▶ [What the task asks]: Word-for-word transcription is needed for all of the entries.

▶ [Extracted entries]:
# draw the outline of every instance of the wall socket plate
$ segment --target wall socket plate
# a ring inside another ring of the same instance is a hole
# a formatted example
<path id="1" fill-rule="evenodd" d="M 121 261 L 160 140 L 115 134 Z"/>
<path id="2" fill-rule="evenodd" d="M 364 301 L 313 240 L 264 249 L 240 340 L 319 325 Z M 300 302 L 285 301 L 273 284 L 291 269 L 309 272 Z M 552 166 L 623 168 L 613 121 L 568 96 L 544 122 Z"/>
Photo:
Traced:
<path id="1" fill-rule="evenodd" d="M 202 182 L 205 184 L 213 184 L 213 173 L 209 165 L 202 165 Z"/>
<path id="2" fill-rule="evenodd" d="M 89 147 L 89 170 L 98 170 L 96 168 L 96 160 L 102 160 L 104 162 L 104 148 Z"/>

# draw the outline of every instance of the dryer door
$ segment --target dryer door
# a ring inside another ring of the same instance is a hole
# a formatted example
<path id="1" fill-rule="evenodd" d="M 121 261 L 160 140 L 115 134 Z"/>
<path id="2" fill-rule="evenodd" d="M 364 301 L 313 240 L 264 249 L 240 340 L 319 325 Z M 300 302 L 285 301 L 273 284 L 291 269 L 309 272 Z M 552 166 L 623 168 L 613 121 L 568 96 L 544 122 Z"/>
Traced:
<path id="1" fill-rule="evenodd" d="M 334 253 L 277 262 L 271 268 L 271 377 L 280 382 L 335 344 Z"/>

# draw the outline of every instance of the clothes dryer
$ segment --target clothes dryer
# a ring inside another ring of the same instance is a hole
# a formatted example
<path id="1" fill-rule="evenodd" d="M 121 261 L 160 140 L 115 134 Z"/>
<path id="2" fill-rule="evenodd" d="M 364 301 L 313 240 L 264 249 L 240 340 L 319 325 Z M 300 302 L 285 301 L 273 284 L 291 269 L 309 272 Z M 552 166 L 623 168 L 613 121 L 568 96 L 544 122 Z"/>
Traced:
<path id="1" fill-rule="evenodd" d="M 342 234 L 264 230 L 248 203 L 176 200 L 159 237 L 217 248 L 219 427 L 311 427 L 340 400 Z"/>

▶ [Exercise solution]:
# draw the outline of every instance of the wall socket plate
$ segment --target wall socket plate
# a ring inside another ring of the same instance is a hole
# a formatted example
<path id="1" fill-rule="evenodd" d="M 121 261 L 160 140 L 115 134 Z"/>
<path id="2" fill-rule="evenodd" d="M 364 301 L 313 240 L 264 249 L 240 340 L 319 325 Z M 300 302 L 285 301 L 273 284 L 291 269 L 309 272 Z M 552 166 L 623 168 L 613 121 L 568 96 L 544 122 Z"/>
Photo:
Traced:
<path id="1" fill-rule="evenodd" d="M 202 182 L 205 184 L 213 184 L 213 173 L 209 165 L 202 165 Z"/>
<path id="2" fill-rule="evenodd" d="M 89 147 L 89 170 L 98 170 L 96 168 L 96 160 L 102 160 L 104 162 L 104 148 Z"/>

# draw the outline of every instance of the dryer door
$ segment --target dryer door
# a ring inside another ring of the same instance is a hole
# a formatted example
<path id="1" fill-rule="evenodd" d="M 121 261 L 160 140 L 115 134 Z"/>
<path id="2" fill-rule="evenodd" d="M 364 301 L 313 240 L 264 249 L 240 340 L 319 325 Z M 300 302 L 285 301 L 273 284 L 291 269 L 309 272 Z M 552 166 L 623 168 L 613 121 L 568 96 L 544 122 Z"/>
Traced:
<path id="1" fill-rule="evenodd" d="M 334 253 L 277 262 L 271 268 L 271 377 L 280 382 L 335 344 Z"/>

# draw the outline of every instance of the clothes dryer
$ segment --target clothes dryer
# a ring inside another ring of the same instance is a hole
# a formatted example
<path id="1" fill-rule="evenodd" d="M 121 261 L 160 140 L 115 134 Z"/>
<path id="2" fill-rule="evenodd" d="M 364 301 L 313 240 L 264 249 L 240 340 L 319 325 Z M 300 302 L 285 301 L 273 284 L 291 269 L 309 272 Z M 552 166 L 623 168 L 613 121 L 568 96 L 544 122 Z"/>
Traced:
<path id="1" fill-rule="evenodd" d="M 342 234 L 264 230 L 248 203 L 176 200 L 159 237 L 217 248 L 219 427 L 311 427 L 340 400 Z"/>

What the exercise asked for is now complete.